* _Exercise_
Make an exact copy of the entries, taking out every picture.

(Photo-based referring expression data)
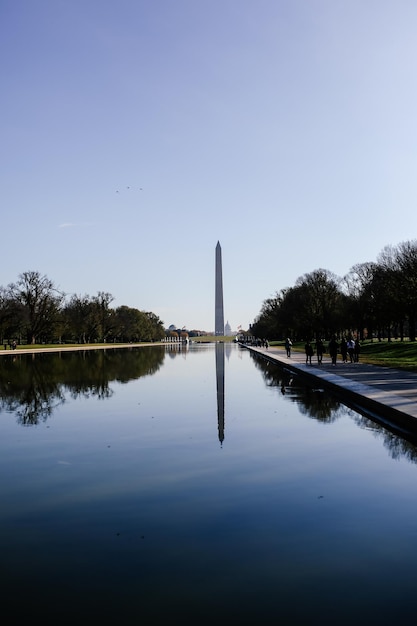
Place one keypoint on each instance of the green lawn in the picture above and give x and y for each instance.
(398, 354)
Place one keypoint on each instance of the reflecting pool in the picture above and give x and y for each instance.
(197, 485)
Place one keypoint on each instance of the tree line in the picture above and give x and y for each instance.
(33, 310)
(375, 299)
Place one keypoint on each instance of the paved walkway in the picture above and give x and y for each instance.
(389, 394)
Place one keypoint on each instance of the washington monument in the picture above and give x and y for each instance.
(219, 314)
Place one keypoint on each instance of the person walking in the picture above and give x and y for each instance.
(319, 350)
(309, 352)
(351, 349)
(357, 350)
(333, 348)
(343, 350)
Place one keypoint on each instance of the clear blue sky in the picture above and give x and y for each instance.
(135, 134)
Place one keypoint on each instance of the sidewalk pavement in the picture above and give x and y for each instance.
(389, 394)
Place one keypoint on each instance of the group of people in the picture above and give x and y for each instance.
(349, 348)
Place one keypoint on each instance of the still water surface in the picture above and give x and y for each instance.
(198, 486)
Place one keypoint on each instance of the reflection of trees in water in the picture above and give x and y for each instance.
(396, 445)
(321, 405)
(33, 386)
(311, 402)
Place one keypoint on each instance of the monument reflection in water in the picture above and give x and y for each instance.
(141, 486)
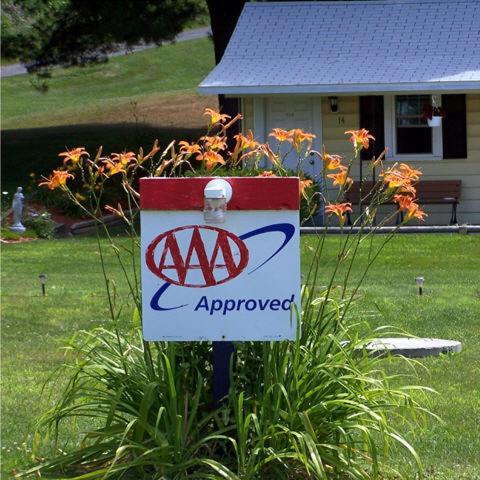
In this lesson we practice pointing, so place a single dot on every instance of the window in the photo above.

* _Task response_
Place one keypoint on each instance of the green lawn in the picture above and give x and y for each instance.
(398, 354)
Place one keypoint on each instance of the reflecting pool in the picture above and give x and y for each instance.
(197, 485)
Place one keypoint on each instance of the tree line in the picture above and give x and y for each instance.
(33, 310)
(375, 299)
Place one keypoint on each instance of the paved walkway in the picture above and give x and y for each instance.
(389, 394)
Place one keypoint on each instance of the washington monument in the picture above and give x and y for each instance.
(219, 314)
Place one keypoint on each instance of the person walking in the picture above and give x and y for each instance.
(319, 350)
(309, 352)
(351, 349)
(357, 350)
(333, 348)
(343, 350)
Place one keypoint on each instance of the clear blue sky in the picture above and give x and y for each instance.
(135, 134)
Place one keypoint on each instance of the sidewalk pavement in the picture above and give x and y for each instance.
(389, 394)
Place one keypoint on each instance of the group of people in the picture above and give x and y for each instance.
(349, 348)
Place one keypoint on each instance of the still water surface in the picture above and give x and y for each instance.
(198, 486)
Place one keypoint on each instance of the reflection of trees in water in the picture above and give x and y for each instance.
(396, 445)
(321, 405)
(33, 386)
(311, 402)
Place one keypoint on each instance of the monument reflection in water in the picture above and give x and y for each instance.
(141, 486)
In this lesson we practice pointing, so place a single dot on every instance of the window in the photo above.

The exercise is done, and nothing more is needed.